TEXTO EXTRAÍDO:

Se advierte al lector de que a lo largo de esta crítica se desvelan escenas fundamentales en el desarrollo de The Brutalist.
Si por algo destaca The Brutalist es por ser despiadada: una historia donde los haces de luz y la alegría brillan por su ausencia. Se trata de una película oscura, melancólica y, en ocasiones, viciosa. El director trata de relatar las particularidades propias del genio, del artista, del creador: un personaje con un pasado terrible que huye de Europa tras el Holocausto a la tierra de las oportunidades… y el desenfreno.
A lo largo de más de tres horas y media de metraje, Corbet cuenta la historia vital cual montaña rusa de László Tóth, arquitecto húngaro de la escuela de la Bauhaus de origen judío, a su llegada a los Estados Unidos. Pronto se enfrentará al ethos de aquel país visto desde un prisma negativo sin atisbo de esperanza: el sueño americano, el poder de la voluntad, la bendición de Dios o su condena según se esté montado en el dólar o no. Es un film donde lo trascendente y la cuestión judía están de fondo.
Con una fotografía excepcional (hay fotogramas que parecen cuadros de Hopper), Tóth se abre camino a trompicones en la, con frecuencia, hipócrita sociedad WASP: el personaje de Pearce representa a la perfección el estereotipo de millonario norteamericano al que artísticamente se le convence fácilmente: ¿eres famoso? Te lo compro. Se deja deslumbrar por lo moderno, lo rompedor y lo vanguardista por el hecho de ser moderno, rompedor y vanguardista, no porque sea bello en sí.
El largometraje cuenta con un póker de escenas explícitas, esencialmente pornográficas. En mi humilde opinión innecesarias, pues el hombre perturbado que es László se puede colegir por su misantropía, su desesperanza, su falta de comunicación —no sólo por el idioma— y sus arrebatos. No hace falta mostrar todo al espectador, pues se entendería que el director piensa que aquél no tiene imaginación ni lógica suficientes para deducir lo que sucede. Se trata de un insulto a su inteligencia. Lubitsch y el resto de directores de la Edad de Oro del cine lo hacían estupendamente (y no sólo porque lo imponía el código Hays): cuando, en el clímax de una escena, un hombre y una mujer entraban en una habitación que se cerraba tras ellos. Hay que tratar al espectador como a un adulto formado y con sesera y no como a un ingenuo, desde mi punto de vista.

DATOS PROPORCIONADOS:

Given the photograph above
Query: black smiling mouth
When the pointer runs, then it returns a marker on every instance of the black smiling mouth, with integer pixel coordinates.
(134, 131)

SU TAREA: Transcriba sin cambios todo lo que figura en la crítica de The Brutalist desde "Con una fotografía" hasta "bello en sí.". Los datos no guardan relación alguna con el texto.

RESULTADO DEL EJERCICIO:
Con una fotografía excepcional (hay fotogramas que parecen cuadros de Hopper), Tóth se abre camino a trompicones en la, con frecuencia, hipócrita sociedad WASP: el personaje de Pearce representa a la perfección el estereotipo de millonario norteamericano al que artísticamente se le convence fácilmente: ¿eres famoso? Te lo compro. Se deja deslumbrar por lo moderno, lo rompedor y lo vanguardista por el hecho de ser moderno, rompedor y vanguardista, no porque sea bello en sí.